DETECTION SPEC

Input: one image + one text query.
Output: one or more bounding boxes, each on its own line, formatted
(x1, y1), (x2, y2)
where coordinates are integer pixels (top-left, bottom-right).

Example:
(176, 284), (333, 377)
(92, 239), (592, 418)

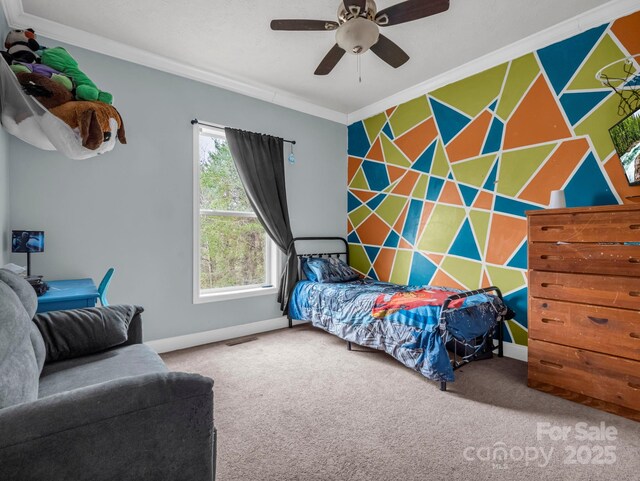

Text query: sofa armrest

_EXERCISE AIM_
Rewrite the data with every "query" changed to "prompt" and nothing else altered, omitting the pictures.

_EXERCISE ANSWER_
DETECTION SPEC

Input: one image + one text prompt.
Output: one or more bounding boxes, each on its own line, formatted
(x1, y1), (x2, y2)
where coordinates are integer pixels (top-left, bottom-right).

Example:
(176, 284), (333, 377)
(92, 239), (592, 418)


Text prompt: sofa armrest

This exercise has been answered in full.